■ Problem to work on
Output every one of the following entries unchanged, keeping each line as it stands.

■ Extracted records
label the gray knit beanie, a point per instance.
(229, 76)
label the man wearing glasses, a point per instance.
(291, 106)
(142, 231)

■ Solved problem
label the gray knit beanie, a point per instance.
(229, 76)
label the man wearing glasses, a point per instance.
(291, 106)
(142, 231)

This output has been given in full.